• _Task_: Copy the records below word for word, reproducing every line without change. Omit the pictures from your copy.

• _Rows from a pointing dataset_:
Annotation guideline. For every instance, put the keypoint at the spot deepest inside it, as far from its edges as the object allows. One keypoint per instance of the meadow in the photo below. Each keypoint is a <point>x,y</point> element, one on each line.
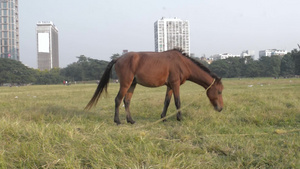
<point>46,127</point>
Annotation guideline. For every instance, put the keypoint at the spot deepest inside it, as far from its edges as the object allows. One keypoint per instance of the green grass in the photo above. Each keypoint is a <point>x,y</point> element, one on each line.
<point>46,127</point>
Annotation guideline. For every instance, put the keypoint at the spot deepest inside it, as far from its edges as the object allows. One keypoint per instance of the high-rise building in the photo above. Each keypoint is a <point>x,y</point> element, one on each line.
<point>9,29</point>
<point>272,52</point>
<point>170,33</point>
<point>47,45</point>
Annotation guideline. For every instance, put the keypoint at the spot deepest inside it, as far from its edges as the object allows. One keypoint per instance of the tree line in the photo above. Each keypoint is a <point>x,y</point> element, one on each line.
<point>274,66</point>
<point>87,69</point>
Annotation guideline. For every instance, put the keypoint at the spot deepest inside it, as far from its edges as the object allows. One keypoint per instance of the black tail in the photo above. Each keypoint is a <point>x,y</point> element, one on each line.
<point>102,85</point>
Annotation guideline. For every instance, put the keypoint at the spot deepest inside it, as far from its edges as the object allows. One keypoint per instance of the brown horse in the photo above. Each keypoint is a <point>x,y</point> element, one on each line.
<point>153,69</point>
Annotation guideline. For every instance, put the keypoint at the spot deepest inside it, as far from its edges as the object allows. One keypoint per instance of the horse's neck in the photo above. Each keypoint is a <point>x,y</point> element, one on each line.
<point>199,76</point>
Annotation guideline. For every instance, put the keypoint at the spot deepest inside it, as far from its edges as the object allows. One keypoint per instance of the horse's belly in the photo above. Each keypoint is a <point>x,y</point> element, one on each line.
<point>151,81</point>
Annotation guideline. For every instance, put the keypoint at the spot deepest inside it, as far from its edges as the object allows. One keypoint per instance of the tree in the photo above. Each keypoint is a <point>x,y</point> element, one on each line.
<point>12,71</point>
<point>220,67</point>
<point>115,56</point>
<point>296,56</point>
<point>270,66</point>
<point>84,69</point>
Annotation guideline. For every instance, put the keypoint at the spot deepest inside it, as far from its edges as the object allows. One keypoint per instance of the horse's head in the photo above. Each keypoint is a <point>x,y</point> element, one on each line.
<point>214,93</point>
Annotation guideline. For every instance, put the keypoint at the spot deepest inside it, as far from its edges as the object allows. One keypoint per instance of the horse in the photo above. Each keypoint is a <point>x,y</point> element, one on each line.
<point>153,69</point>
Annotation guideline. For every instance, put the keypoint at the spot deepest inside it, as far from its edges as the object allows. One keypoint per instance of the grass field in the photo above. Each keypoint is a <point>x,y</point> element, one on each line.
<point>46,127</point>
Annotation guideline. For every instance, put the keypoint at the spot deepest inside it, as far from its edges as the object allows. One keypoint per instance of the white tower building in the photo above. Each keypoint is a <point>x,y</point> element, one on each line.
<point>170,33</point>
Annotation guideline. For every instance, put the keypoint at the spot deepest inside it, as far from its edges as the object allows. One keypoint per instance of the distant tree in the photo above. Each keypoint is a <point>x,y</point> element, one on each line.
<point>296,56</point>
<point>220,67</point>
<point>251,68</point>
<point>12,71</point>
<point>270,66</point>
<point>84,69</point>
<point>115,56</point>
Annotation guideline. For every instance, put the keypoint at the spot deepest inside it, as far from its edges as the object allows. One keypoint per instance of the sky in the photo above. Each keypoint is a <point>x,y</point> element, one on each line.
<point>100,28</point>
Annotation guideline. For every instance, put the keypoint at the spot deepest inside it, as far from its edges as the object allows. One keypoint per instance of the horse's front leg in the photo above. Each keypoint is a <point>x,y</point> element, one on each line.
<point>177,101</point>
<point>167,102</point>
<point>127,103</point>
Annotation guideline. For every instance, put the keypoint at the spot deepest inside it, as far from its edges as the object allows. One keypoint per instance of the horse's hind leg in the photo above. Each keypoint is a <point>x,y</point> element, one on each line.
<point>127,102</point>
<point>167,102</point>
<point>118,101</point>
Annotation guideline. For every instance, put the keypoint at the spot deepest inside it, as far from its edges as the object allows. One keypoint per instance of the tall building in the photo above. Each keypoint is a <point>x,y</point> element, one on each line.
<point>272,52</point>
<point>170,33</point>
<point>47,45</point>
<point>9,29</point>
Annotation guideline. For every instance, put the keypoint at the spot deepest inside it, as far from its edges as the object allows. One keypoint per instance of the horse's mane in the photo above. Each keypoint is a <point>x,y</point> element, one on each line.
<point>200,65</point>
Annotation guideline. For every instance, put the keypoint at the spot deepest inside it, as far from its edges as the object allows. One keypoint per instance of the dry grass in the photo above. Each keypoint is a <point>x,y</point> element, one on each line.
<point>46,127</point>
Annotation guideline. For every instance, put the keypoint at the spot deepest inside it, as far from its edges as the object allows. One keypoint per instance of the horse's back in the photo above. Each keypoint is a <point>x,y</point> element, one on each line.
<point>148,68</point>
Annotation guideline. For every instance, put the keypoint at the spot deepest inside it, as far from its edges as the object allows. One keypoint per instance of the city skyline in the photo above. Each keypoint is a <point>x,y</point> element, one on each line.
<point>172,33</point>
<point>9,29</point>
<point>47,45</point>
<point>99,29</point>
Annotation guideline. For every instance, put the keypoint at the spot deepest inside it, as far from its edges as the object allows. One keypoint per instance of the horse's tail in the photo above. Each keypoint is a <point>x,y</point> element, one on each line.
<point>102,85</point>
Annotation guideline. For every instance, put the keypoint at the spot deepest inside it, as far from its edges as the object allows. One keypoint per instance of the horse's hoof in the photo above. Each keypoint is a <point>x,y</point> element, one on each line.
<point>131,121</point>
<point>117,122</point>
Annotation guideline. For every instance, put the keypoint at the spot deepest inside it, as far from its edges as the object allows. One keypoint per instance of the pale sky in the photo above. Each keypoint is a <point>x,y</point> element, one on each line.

• _Output for this task_:
Annotation guideline. For every instance, put the keypoint at the spot deepest inside it, as far from its edges as the object allows. One keypoint per instance of the meadow in the photo below. Each keypoint is a <point>x,y</point> element, one on each line.
<point>46,127</point>
Annotation guideline. For every instance, put the keypoint at the spot deepest inside it, as far from its edges as the object allows. One keypoint per instance of the green grass in the photo above. Each keypoint is a <point>x,y</point> element, one on each line.
<point>46,127</point>
Annotation guideline. For every instance, put the keypoint at the spot deepest inside it, as far from its edges as the object allows. One keypoint per instance of the high-rise building in the photo above. Each keypoint is a <point>x,y</point> element, one on each line.
<point>9,29</point>
<point>272,52</point>
<point>170,33</point>
<point>47,45</point>
Annotation guideline. For every instance, put the keypoint at the spot deepest inside it, as far from its edges as the object allows. One keypoint per instance of the tree line in the photo above. Each keypoint is a <point>x,y</point> element, one on each line.
<point>274,66</point>
<point>87,69</point>
Annotation guideline. For every instance, put the keypoint at the spot deepest inside it, as far from its edges as the object allows. One keypoint per instance of the black tail in the photo above. Each keypoint is a <point>x,y</point> element, one on each line.
<point>102,85</point>
Annotation guideline. For every instance, put the keypoint at the spot deepest inside it, as far from its edges as the object allows. One keypoint per instance of the brown horse in the photo above. Each keypoint is a <point>x,y</point> element, one on each line.
<point>153,69</point>
Annotation guideline. For every instance, put the keypoint at the spot deepest inside it, as far from its edges as the object allows. One keypoint per instance of the horse's neck in the photo above. Each keypoint is a <point>x,y</point> element, one on each line.
<point>199,76</point>
Annotation guideline. For every instance, put the keypoint at the spot deepest inside it, as far from its edges as the object allows. One keypoint per instance of the horse's belly in the photo above. Each keypoint is a <point>x,y</point> element, one on each line.
<point>151,81</point>
Annotation guideline. For every instance, put the keypoint at the spot deepest inside it, as far from its edges as the object allows. One keypoint per instance of the tree in the photo above. Each keypoint is a <point>x,y</point> element, one on each line.
<point>12,71</point>
<point>220,67</point>
<point>115,56</point>
<point>296,56</point>
<point>270,66</point>
<point>84,69</point>
Annotation guideline. For every instance, put the keypoint at the spot deepest inside it, as far from its edges as the object allows. One keypoint per instance of the horse's head in the photo above. Each keypoint is a <point>x,y</point> element, one on each line.
<point>214,93</point>
Annotation guideline. For every instance, put the keypoint at the spot deepest inside it, as far from its edges as the object allows. One keypoint per instance of the horse in the photo above. Each keypoint is a <point>x,y</point> element, one on each line.
<point>153,69</point>
Annotation guideline. For every instance, put the keypoint at the spot deepest inside it, as far from its edges as the object allows. One keypoint per instance of the grass field in the photo above. Each keypoint is a <point>x,y</point> element, one on each line.
<point>46,127</point>
Annotation guideline. For every instance, put the keypoint at the spot deepest inside it, as far from its edges as the object allows. One keypoint per instance of the white tower building in the photo above. Each keypoint is a <point>x,y</point> element, one on each line.
<point>170,33</point>
Annotation guideline. For every instance, put the keypoint at the spot deepest inside it, as far from its edges as the object allows. One keypoint per instance of the distant tree in the photo above. Each keypoint is a <point>x,y</point> element, one on each line.
<point>296,56</point>
<point>220,67</point>
<point>251,68</point>
<point>12,71</point>
<point>270,66</point>
<point>84,69</point>
<point>115,56</point>
Annotation guideline. For every instance, put the keypoint at the spot deepest inside it, as far from its edges as the object allows. One keypoint per instance of the sky in the photo above. Each keypoint is a <point>x,y</point> element, one on each line.
<point>100,28</point>
Annotation guideline. For every instance, put the keypoint at the spot deepest inside it, as far from its edges as the object allows. One keypoint per instance of the horse's front leg in the photo above. Each keypoint is a <point>x,y</point> element, one on each line.
<point>177,101</point>
<point>167,102</point>
<point>127,103</point>
Annotation guideline. For every instance, put the keypoint at the spot deepest inside it, as far from its edges as the object allows. One keypoint per instance of the horse's hind leg in the photo above. Each keypoint is a <point>x,y</point> element, one on each line.
<point>127,102</point>
<point>167,102</point>
<point>118,101</point>
Annotation guideline. For every instance, put the keypoint at the spot deepest inside it, as far from its edges as the object allows. One keypoint per instance of the tall building in the photo above. Each keypoint is a <point>x,y</point> element, one on each line.
<point>272,52</point>
<point>170,33</point>
<point>47,45</point>
<point>9,29</point>
Annotation guideline. For every instance, put the keypoint at the spot deepest inside it, as far from its edges as the object allows. One keypoint per instance of the horse's mane in the photo above. Each keypoint is a <point>x,y</point> element, one on each line.
<point>200,65</point>
Annotation guideline. For every instance, put the keypoint at the spot deepest inside it, as far from its edges as the object allows. One keypoint per instance of the dry grass in the photo above. Each keypoint is a <point>x,y</point> element, one on each line.
<point>46,127</point>
Annotation guideline. For every instance, put the keypoint at the spot deepest inside it, as far from its edges as the object allows. One keypoint per instance of the horse's back in the photo above. Each keypoint is a <point>x,y</point> element, one on each line.
<point>148,68</point>
Annotation guideline. For every instance, put the keypoint at the spot deepest inside it, as far from its edges as the object allows. One keypoint per instance of the city skyline in the photo above. Each keypoint is a <point>x,y</point> element, one on each line.
<point>172,33</point>
<point>9,29</point>
<point>47,45</point>
<point>99,29</point>
Annotation guideline. For every instance, put the keypoint at the spot deepest inside it, as far from its edges as the object allows. One keypoint per instance of the horse's tail in the photo above. Each keypoint is a <point>x,y</point> element, one on each line.
<point>102,85</point>
Annotation guideline. For every instance, put the keypoint at the spot deepest inside it, as far from its edges as the object allows. One keypoint per instance of the horse's hoof in the photo above. Each keypoint is a <point>x,y</point> element, one on each line.
<point>131,121</point>
<point>117,122</point>
Annotation guideline. For every instance, put the keypoint at the spot deepest inside it, as far from its edges as the object allows. One keypoint per instance of the pale sky in the photo above. Each keypoint is a <point>x,y</point> element, one on each line.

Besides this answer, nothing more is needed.